## Study material
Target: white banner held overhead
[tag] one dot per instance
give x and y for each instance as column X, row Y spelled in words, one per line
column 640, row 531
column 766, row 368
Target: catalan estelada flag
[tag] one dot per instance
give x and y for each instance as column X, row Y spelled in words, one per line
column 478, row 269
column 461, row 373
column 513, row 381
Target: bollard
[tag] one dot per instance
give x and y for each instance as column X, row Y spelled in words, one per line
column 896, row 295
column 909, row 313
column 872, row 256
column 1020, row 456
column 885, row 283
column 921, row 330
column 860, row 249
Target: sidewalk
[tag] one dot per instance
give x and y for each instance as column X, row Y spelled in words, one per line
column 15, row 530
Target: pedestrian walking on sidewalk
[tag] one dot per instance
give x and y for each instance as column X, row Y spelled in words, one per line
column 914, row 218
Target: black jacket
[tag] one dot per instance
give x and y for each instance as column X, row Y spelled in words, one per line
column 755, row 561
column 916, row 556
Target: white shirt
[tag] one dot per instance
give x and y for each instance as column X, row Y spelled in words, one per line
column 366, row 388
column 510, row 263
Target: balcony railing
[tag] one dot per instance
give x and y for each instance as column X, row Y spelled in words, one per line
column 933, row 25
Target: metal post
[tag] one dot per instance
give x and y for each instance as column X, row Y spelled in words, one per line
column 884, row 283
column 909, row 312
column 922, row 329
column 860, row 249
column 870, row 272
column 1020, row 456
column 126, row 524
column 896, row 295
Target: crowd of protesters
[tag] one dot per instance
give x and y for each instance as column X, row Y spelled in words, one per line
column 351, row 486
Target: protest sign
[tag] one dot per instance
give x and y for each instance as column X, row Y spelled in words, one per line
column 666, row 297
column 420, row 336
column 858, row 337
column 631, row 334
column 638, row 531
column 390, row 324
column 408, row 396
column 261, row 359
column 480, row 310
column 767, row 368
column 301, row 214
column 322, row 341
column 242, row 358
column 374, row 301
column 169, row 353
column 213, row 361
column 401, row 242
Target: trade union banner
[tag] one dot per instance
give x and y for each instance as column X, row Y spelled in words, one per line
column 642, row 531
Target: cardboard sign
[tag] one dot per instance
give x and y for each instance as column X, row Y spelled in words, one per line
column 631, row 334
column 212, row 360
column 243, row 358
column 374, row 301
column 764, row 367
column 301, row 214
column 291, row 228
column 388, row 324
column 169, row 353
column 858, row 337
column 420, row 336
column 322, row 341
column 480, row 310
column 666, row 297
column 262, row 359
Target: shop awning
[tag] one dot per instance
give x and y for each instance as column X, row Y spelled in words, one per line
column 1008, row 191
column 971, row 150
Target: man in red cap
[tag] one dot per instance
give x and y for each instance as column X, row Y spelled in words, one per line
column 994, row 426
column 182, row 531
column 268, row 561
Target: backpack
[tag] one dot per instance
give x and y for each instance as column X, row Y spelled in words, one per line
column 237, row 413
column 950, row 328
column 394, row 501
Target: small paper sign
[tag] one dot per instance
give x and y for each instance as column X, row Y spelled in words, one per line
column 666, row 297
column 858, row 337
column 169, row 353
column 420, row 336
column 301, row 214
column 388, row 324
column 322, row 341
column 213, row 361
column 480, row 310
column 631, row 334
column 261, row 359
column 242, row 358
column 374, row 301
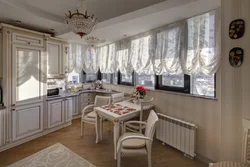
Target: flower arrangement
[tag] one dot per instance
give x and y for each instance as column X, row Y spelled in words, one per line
column 140, row 92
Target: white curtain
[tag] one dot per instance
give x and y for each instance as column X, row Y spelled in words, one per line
column 202, row 45
column 123, row 57
column 90, row 61
column 71, row 58
column 168, row 41
column 142, row 53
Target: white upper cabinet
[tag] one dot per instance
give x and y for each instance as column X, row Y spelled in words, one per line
column 54, row 65
column 28, row 74
column 57, row 58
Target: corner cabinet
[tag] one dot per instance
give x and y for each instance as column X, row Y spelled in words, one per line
column 27, row 120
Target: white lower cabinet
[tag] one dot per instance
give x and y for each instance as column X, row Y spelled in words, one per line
column 55, row 113
column 60, row 111
column 27, row 120
column 69, row 108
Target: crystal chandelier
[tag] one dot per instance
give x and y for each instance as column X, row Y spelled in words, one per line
column 80, row 23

## Work instruction
In the listing above, find each line where "white" occurs and copy it.

## Result of the task
Target: white banner held overhead
Target: white shirt
Target: white curtain
Target: white upper cabinet
Target: white lower cabinet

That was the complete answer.